▶ _PROBLEM TO SOLVE_:
In the records below, which lines include "branch"? Copy them.

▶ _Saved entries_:
------------------------------

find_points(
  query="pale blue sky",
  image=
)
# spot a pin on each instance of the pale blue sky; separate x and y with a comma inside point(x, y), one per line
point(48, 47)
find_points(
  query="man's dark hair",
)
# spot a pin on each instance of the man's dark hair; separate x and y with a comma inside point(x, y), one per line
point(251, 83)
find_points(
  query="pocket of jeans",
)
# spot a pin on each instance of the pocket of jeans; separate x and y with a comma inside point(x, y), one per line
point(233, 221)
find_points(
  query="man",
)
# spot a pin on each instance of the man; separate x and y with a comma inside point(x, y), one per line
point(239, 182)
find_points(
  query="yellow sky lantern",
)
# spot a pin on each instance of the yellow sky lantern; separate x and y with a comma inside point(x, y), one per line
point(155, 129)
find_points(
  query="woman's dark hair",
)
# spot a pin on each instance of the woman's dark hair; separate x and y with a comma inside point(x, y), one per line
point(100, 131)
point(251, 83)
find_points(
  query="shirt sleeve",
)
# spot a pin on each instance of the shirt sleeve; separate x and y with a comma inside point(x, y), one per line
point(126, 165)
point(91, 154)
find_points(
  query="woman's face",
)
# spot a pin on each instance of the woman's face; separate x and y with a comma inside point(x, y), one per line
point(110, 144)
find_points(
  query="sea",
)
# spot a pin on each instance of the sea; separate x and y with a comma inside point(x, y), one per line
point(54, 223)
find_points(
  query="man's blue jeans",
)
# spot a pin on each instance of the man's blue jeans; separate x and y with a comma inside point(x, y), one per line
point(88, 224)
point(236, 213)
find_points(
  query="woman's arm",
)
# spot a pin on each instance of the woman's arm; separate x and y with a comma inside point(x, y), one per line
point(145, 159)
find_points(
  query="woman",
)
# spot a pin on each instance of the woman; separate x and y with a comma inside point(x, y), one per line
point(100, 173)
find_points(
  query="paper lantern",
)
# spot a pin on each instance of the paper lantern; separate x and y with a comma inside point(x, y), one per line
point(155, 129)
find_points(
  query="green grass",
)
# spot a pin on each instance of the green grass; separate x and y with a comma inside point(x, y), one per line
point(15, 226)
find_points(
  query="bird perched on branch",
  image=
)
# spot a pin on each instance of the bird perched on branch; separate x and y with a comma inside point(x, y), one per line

------------------------------

▶ _SOLUTION BELOW_:
  query="bird perched on branch",
# spot a pin on each instance of the bird perched on branch; separate x and y with a comma inside point(x, y), one per line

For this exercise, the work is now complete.